Okuduklarını Uygula:
(1) Aşağıdaki alıştırma metninde "BF.7, BA.5.2.1.7’nin kısaltmasıdır" diye başlayan paragrafı ana bilgilerini koruyarak madde madde yazın.
(2) BF.7 varyantını anlatan metni son cümlesinden sonra devam ettirin.

BF.7 Varyantı ve COVID-19 Salgınındaki Etkileri

BF.7 Varyantı ve COVID-19 Salgınındaki Rolü

COVID-19’un omikron varyantı, 2021’in sonlarında ortaya çıktıktan sonra hızla birçok alt varyanta dönüştü. Bu alt varyantalardan biri olan BF.7, özellikle Pekin’de yayılmaya devam eden ana varyant olarak öne çıkmaktadır. Bu durum, Çin’de daha geniş bir COVID enfeksiyonu artışına katkıda bulunuyor. BF.7’nin özellikleri hakkında gelen raporlar, endişe verici bir tablo çizerken, dünyanın diğer bölgelerinde aynı derecede tehlike oluşturduğu söylenemez.

BF.7, BA.5.2.1.7’nin kısaltmasıdır ve BA.5 omikron varyantının bir alt-soyudur. Çin’den gelen veriler, BF.7’nin ülkedeki omikron alt varyantları arasında en yüksek enfeksiyon kapasitesine sahip olduğunu göstermektedir. Bu varyant, diğer varyantlara göre daha hızlı yayıldığı, daha kısa kuluçka süresine sahip olduğu ve daha önce COVID-19 geçiren veya aşılanan bireyleri enfekte etme konusunda daha yüksek bir kapasiteye sahip olduğu belirtiliyor.

BF.7’nin, 10 ila 18.6 arasında değişen bir R0 (temel yeniden üreme sayısı) değerine sahip olduğu düşünülmektedir. Bu, bir enfekte bireyin virüsü ortalama olarak 10 ila 18,6 kişiye bulaştırabileceği anlamına gelir. Yapılan araştırmalar, omikronun genel ortalama R0 değerinin 5.08 olduğunu ortaya koymaktadır. BF.7’nin yüksek bulaşma oranı, birçok asemptomatik taşıyıcının varlığı nedeniyle gizli bir yayılma riski taşımakta ve bu durum, Çin’deki salgının kontrolünde önemli zorluklara yol açmaktadır.

Verilen Girdiler:
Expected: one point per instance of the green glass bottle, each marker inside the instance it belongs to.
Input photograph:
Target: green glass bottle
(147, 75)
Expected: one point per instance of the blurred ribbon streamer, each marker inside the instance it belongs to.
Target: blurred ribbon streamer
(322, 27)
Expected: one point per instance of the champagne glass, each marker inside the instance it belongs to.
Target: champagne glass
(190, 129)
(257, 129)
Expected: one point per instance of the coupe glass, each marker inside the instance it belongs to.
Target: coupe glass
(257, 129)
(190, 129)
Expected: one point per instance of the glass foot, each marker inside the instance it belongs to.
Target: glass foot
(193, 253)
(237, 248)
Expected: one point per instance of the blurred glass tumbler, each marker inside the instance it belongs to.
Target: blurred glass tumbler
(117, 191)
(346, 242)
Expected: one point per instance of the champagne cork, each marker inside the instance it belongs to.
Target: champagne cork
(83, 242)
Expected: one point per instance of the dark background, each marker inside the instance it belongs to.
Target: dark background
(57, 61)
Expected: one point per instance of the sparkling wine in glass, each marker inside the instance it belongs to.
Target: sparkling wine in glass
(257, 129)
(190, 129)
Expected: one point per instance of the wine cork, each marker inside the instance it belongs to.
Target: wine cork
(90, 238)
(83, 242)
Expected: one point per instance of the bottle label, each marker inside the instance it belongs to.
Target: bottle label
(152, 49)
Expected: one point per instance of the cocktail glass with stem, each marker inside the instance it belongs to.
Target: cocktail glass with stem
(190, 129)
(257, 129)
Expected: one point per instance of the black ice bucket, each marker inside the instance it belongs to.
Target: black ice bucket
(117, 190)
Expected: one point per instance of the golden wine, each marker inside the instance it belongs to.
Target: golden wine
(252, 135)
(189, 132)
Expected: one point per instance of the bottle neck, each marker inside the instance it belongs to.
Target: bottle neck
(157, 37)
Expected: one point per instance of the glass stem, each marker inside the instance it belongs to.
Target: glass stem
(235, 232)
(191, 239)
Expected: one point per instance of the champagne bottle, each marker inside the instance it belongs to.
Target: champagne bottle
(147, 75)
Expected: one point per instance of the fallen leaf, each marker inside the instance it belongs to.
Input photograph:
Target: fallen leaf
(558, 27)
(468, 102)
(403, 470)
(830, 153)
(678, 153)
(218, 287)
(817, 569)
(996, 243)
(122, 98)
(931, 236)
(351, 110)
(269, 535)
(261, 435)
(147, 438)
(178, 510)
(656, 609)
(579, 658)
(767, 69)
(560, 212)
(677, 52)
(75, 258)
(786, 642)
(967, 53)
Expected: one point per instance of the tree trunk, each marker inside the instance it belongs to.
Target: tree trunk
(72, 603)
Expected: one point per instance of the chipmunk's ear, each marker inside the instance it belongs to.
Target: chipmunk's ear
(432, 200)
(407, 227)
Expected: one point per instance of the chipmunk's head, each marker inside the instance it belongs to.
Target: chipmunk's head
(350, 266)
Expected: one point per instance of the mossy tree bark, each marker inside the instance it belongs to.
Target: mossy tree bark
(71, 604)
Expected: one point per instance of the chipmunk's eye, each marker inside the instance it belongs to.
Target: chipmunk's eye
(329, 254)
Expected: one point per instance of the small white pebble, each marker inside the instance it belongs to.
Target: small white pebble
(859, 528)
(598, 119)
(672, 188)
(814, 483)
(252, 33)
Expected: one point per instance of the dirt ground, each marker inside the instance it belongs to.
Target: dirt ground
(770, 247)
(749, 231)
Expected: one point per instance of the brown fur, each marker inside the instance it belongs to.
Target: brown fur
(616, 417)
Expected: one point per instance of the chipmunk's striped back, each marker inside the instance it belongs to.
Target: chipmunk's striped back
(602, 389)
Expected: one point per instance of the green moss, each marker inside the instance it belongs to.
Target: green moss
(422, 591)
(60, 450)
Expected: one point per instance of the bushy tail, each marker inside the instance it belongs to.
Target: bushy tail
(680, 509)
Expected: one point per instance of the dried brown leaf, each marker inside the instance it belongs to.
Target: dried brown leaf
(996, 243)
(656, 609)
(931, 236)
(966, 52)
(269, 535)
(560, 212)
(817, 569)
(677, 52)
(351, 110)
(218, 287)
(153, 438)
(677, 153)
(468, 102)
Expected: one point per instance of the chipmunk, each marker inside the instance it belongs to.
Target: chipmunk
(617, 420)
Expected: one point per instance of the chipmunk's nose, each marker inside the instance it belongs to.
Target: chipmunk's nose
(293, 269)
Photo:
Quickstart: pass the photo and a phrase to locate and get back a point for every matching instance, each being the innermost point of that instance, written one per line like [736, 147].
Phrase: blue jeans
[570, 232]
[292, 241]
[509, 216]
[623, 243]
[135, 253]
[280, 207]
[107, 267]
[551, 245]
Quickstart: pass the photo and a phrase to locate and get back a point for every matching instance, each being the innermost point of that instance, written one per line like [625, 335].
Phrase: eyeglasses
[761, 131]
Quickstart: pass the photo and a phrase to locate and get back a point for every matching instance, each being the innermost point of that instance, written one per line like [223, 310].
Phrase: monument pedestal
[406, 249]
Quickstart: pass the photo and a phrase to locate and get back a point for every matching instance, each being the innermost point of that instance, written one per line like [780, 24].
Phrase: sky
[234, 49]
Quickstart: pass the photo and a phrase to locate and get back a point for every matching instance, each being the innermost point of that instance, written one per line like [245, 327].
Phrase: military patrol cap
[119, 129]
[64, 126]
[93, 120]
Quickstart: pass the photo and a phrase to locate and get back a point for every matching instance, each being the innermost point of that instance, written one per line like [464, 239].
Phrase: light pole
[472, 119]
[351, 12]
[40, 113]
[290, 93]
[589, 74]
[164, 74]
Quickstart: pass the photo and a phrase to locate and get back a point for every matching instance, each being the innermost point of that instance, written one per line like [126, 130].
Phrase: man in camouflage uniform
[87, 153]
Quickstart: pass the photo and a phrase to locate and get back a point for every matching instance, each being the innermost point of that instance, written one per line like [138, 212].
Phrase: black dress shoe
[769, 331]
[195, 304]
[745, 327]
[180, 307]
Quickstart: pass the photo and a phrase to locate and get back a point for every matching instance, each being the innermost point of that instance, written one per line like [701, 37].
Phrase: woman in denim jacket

Alıştırma Cevapları:
(1)
- BF.7, BA.5.2.1.7'nin kısaltmasıdır ve BA.5 omikron varyantının bir alt soyudur.
- Çin'den gelen verilere göre ülkedeki omikron alt varyantları arasında enfeksiyon kapasitesi en yüksek olan varyanttır.
- Diğer varyantlardan daha hızlı yayıldığı belirtiliyor.
- Kuluçka süresi daha kısadır.
- Daha önce COVID-19 geçirmiş ya da aşılanmış kişileri enfekte etme kapasitesi daha yüksektir.

(2)
BF.7 ile gerçekleşen enfeksiyonun semptomları, başta üst solunum yolu semptomları olmak üzere diğer omikron alt varyantlarıyla benzerlik göstermektedir. Hastalarda ateş, öksürük, boğaz ağrısı, burun akıntısı ve halsizlik gibi belirtiler görülebilir. Ayrıca, az sayıda bireyde kusma ve ishal gibi mide-bağırsak semptomları da yaşanabilir. BF.7, bağışıklık sistemi zayıf olan kişilerde daha ciddi hastalıklara yol açma potansiyeline sahiptir.

Omikron’un gelişimiyle birlikte, aşılamadan veya önceki enfeksiyondan elde edilen bağışıklıktan daha iyi kaçabilen yeni alt varyantların ortaya çıkması dikkat çekmektedir ve BF.7 de bu konuda bir istisna değildir. BF.7, SARS-CoV-2’nin spike proteininde, virüsün hücrelerimize bağlanmasını ve enfekte etmesini sağlayan spesifik bir mutasyon olan R346T’yi taşımaktadır. BF.7’nin “ebeveyn” varyantı BA.5’te de görülen bu mutasyon, virüsün aşılar veya önceki enfeksiyonlar tarafından üretilen nötralize edici antikorlardan kaçma yeteneğini artırmaktadır.

Son zamanlarda yapılan bir çalışma, üçlü aşılanmış sağlık çalışanları ve omikron BA.1 ile BA.5 dalgaları sırasında enfekte olan hastaların serumlarındaki BF.7’nin nötralizasyonunu incelemiştir. Bu çalışma, BF.7’nin kısmen R346T mutasyonu tarafından yönlendirilen nötralizasyona dirençli olduğunu göstermiştir.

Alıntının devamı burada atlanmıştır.